_OBJECTIVE_. Reproduce the records below, renaming every occurrence of "grounding model" to "localization model" and leaving all other text unchanged.

Data extracted from a collection
----
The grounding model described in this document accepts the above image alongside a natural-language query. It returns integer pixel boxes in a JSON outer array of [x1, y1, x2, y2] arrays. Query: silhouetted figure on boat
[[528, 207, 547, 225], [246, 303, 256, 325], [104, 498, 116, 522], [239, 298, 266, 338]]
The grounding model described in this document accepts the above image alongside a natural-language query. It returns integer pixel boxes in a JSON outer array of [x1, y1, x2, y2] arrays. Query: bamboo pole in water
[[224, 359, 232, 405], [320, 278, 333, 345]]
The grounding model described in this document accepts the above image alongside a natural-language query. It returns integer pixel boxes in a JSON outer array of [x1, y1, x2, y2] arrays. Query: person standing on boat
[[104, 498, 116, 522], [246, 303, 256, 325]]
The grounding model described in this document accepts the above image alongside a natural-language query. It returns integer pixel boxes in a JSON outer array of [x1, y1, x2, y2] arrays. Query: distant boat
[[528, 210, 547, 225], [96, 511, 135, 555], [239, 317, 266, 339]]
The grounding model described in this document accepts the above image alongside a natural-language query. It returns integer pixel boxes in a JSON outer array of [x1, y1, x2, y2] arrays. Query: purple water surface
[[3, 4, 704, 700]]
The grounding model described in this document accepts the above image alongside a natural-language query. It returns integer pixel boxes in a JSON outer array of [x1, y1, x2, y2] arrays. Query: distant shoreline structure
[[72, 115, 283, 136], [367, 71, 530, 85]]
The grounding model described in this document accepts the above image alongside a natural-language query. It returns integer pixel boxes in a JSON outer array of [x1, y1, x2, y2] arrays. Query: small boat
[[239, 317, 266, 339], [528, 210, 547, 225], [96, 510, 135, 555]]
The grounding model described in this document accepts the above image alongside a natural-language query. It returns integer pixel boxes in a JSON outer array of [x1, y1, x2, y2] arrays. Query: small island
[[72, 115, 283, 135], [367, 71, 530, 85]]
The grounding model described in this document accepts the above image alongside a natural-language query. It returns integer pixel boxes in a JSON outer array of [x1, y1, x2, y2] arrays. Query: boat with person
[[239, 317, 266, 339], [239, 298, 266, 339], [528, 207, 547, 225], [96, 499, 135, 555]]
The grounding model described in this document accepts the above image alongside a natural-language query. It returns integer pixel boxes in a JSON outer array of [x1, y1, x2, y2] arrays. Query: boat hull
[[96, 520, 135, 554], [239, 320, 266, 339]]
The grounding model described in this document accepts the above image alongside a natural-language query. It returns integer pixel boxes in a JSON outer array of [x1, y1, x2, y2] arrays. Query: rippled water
----
_ANSWER TO THIS TASK_.
The localization model described in this document accepts the above image alongside a natural-language query. It returns integer pixel boxes in a JSON outer array of [x1, y1, x2, y2] arrays. Query: silhouetted figure on boat
[[528, 207, 547, 225], [246, 303, 256, 325], [104, 498, 116, 522], [239, 298, 266, 338]]
The localization model described in this document accepts the above image alongside a natural-language query. It returns integer pixel boxes in a JSON outer array of [x1, y1, x2, y2] arrays. Query: bamboo pole in water
[[224, 359, 232, 405], [320, 278, 333, 345]]
The localization model described in this document accepts the above image alongside a natural-language query. It returns integer pixel boxes in a JSON outer array of [x1, y1, x2, y2] arrays. Query: person standing on boat
[[104, 498, 116, 522], [246, 303, 256, 325]]
The localization model described in this document accepts the above image alongside a natural-language query. It returns integer pixel boxes in a JSON outer array of [x1, y1, x2, y2] arrays. Query: distant boat
[[528, 210, 547, 225], [96, 511, 135, 555], [239, 317, 266, 339]]
The localization model described in this document accepts the above image alongside a natural-language query. It returns integer pixel boxes in a JSON outer array of [x1, y1, x2, y2] arrays. Query: purple water surface
[[3, 4, 704, 700]]
The localization model described in this document accepts the above image alongside a natural-language query. It returns integer pixel boxes in a JSON outer array of [x1, y1, x2, y2] arrays. Query: distant shoreline structure
[[72, 115, 283, 136], [367, 71, 530, 85]]
The localization model described in this document accepts the above image alongside a natural-language query. It returns integer pixel boxes in a JSON outer array of [x1, y1, x2, y2] arrays. Query: small boat
[[239, 317, 266, 339], [528, 210, 547, 225], [96, 510, 135, 555]]
The localization model described in this document accepts the above image alongside a natural-language query. It returns integer pixel boxes in a JSON outer array of [x1, y1, x2, y2] arrays. Query: small island
[[72, 115, 283, 135], [367, 71, 530, 85]]
The localization model described in this document accepts the above image alongside a natural-language query. It returns integer pixel boxes in a JSON outer array of [x1, y1, x2, y2] arrays. Query: boat with person
[[239, 317, 266, 339], [239, 298, 266, 339], [528, 207, 547, 225], [96, 499, 135, 555]]
The localization model described in this document accepts the above image alongside a natural-language query. It returns integer pixel boxes in a JSON outer array of [x1, y1, x2, y2] arrays. Query: boat hull
[[96, 520, 135, 554], [239, 320, 266, 339]]
The localization model described in this document accepts the above image alongside a natural-language query. It returns integer pixel boxes in a JSON outer array of [x1, y1, x2, y2] arrays. Query: rippled water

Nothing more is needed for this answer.